- **TASK**
Across the entries below, work out how many lines contain "forested". Please give the number only.

══ TASK INPUTS ══

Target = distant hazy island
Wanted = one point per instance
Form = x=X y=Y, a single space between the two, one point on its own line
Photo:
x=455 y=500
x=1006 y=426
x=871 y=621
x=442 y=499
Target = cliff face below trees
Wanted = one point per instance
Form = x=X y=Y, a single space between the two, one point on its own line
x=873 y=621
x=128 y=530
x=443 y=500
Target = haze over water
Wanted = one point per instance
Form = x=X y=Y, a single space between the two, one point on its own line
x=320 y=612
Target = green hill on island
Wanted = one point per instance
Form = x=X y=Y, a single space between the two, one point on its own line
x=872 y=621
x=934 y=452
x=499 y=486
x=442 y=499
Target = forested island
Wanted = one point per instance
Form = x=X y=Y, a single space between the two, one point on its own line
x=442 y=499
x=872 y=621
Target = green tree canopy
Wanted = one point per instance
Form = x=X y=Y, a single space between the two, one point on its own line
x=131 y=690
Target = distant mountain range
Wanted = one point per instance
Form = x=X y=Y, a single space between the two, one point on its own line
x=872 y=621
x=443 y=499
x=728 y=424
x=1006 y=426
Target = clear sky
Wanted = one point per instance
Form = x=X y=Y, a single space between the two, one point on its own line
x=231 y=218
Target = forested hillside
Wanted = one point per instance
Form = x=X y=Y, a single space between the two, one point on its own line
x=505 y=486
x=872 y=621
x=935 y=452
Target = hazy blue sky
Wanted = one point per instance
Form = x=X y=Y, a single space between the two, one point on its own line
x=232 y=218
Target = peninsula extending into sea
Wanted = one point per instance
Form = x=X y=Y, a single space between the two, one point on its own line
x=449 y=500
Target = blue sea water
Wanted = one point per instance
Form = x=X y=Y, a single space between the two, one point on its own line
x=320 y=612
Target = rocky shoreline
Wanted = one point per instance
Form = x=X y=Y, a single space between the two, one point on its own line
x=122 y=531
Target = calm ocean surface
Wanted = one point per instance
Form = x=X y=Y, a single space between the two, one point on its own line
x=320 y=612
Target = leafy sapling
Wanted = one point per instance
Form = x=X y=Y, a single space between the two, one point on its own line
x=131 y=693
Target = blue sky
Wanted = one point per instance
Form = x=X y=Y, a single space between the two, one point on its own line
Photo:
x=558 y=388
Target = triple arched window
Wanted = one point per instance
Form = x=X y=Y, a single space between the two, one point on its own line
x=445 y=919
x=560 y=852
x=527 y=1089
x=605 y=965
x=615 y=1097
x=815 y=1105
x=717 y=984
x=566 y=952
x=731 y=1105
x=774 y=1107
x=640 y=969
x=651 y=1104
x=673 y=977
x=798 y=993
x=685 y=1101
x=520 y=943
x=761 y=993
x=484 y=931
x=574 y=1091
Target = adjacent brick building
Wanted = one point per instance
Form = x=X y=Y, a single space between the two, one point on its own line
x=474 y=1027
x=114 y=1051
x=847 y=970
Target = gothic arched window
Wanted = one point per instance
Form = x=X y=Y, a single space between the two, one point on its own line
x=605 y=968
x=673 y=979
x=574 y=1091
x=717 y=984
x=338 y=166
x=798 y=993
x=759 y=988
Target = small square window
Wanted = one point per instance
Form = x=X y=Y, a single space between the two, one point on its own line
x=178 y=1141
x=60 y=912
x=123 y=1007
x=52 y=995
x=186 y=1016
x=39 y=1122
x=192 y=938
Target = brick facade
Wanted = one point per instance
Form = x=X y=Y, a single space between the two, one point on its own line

═══

- **ANSWER BOX**
2